The New Testament reflects the same biblical cosmology. Take the description of the baptismal vision of Jesus: "... Jesus came from Nazareth of Galilee, and was baptized of John in Jordan. And straightway coming up out of the water, he saw the heavens opened, and the Spirit like a dove descending upon him" (Mark 1:9-10 KJV). "Heavens" in that verse can also be rendered "sky." It's that dome of the sky again, and when it splits apart God and His angels stand revealed. So now the passage makes more sense. Still, no dome, no sky that can be ripped.
And here's from Revelation: "And the stars of heaven fell unto the earth, even as a fig tree casteth her untimely figs, when she is shaken of a mighty wind. And the heaven departed as a scroll when it is rolled together; and every mountain and island were moved out of their places" (Rev. 6:13-14). The writer imagined stars falling to earth, just like that plummeting light fixture in The Truman Show, and the heavens, that dome of the sky again, rolling up like a scroll.

_Work to complete_:
1. Retype part of the passage on biblical cosmology word for word. Begin at the words "And here's from" and stop after "like a scroll.".
2. List every place name that appears in the passage on biblical cosmology.

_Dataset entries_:
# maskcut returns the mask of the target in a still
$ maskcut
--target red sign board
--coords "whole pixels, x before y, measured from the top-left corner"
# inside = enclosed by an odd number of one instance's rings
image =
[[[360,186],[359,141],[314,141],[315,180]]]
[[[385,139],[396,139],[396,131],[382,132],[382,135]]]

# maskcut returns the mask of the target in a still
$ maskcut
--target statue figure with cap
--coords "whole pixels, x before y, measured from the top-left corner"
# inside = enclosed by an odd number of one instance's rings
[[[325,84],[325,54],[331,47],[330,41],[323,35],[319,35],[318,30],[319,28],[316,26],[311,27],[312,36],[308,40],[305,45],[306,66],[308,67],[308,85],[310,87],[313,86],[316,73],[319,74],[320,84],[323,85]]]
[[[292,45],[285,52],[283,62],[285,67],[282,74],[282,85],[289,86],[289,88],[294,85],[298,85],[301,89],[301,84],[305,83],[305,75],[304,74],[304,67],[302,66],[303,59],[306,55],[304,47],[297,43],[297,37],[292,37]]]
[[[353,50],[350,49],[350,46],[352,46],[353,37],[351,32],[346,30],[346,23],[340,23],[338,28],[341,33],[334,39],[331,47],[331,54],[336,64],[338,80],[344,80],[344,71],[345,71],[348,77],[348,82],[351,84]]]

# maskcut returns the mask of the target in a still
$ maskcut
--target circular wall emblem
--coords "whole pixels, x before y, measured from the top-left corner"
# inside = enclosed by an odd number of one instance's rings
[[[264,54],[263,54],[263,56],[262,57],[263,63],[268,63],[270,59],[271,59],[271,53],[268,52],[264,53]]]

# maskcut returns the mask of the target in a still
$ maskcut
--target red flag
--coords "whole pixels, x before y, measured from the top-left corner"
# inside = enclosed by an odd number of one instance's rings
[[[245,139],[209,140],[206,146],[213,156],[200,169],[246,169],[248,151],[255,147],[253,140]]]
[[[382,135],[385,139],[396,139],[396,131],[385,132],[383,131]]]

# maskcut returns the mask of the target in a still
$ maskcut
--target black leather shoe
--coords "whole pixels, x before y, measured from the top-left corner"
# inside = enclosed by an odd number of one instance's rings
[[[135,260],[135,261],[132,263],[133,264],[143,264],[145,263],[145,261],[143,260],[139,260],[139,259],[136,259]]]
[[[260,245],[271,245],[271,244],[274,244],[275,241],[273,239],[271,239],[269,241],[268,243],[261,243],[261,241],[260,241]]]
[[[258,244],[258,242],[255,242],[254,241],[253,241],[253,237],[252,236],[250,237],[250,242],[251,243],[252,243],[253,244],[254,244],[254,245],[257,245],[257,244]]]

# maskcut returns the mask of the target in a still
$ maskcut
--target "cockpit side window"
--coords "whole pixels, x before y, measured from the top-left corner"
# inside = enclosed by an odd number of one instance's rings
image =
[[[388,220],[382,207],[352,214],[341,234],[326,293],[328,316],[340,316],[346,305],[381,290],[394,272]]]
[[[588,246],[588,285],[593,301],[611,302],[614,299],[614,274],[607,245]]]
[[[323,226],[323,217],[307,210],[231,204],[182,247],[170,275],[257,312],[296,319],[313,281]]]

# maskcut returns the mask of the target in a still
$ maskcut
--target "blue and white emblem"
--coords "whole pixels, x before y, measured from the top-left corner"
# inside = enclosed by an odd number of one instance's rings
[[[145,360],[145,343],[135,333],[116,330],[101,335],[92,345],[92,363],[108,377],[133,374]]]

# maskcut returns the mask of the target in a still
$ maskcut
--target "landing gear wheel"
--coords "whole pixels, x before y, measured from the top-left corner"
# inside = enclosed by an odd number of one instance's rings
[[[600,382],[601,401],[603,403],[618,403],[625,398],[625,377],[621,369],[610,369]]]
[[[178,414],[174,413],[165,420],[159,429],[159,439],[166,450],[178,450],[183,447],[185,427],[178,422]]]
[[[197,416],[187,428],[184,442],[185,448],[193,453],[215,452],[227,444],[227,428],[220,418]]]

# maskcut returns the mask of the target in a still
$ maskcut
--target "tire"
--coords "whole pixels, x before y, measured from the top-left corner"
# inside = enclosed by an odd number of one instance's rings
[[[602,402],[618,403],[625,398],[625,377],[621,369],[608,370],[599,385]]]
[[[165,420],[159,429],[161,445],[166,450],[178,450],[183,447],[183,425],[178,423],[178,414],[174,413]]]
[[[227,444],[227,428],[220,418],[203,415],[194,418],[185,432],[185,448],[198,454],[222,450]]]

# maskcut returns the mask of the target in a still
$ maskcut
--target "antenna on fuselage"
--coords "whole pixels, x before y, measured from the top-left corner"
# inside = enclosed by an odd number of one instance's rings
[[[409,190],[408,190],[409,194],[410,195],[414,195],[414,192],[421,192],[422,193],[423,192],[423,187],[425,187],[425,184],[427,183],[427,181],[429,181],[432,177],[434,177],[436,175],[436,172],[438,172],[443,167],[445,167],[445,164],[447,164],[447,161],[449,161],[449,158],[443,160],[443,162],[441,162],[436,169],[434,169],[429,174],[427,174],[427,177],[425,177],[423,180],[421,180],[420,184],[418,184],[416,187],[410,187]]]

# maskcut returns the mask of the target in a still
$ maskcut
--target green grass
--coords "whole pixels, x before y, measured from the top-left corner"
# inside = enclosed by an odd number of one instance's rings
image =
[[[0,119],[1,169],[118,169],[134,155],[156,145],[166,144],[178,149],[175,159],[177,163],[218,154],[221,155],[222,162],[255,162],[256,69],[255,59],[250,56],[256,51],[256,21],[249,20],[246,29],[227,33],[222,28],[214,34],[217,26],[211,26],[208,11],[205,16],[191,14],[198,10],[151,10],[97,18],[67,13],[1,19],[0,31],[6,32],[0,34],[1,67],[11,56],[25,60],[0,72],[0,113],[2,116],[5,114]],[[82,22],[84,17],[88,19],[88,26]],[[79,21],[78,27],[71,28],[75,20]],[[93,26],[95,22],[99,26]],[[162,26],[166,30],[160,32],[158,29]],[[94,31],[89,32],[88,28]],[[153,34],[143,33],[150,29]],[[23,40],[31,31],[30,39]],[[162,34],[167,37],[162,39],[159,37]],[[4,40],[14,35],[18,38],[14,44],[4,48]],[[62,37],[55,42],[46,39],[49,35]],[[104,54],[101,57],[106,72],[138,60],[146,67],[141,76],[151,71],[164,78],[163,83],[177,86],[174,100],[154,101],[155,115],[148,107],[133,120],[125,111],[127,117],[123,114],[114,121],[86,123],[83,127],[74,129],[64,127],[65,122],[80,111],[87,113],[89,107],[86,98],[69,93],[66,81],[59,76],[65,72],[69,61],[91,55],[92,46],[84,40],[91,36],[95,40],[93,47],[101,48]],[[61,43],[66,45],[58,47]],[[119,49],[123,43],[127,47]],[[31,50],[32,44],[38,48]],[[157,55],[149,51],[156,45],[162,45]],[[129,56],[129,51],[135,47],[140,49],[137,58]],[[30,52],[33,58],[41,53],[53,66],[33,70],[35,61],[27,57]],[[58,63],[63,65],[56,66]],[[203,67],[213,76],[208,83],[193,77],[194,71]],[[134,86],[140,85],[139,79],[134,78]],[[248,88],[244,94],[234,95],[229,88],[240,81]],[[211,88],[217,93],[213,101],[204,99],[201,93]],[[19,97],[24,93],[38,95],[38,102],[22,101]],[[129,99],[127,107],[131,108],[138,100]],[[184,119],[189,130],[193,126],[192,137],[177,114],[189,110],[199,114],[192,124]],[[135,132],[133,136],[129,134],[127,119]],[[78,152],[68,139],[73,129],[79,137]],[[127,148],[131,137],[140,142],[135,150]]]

_Solutions to the exercise_:
1.
And here's from Revelation: "And the stars of heaven fell unto the earth, even as a fig tree casteth her untimely figs, when she is shaken of a mighty wind. And the heaven departed as a scroll when it is rolled together; and every mountain and island were moved out of their places" (Rev. 6:13-14). The writer imagined stars falling to earth, just like that plummeting light fixture in The Truman Show, and the heavens, that dome of the sky again, rolling up like a scroll.

2. Nazareth, Galilee, Jordan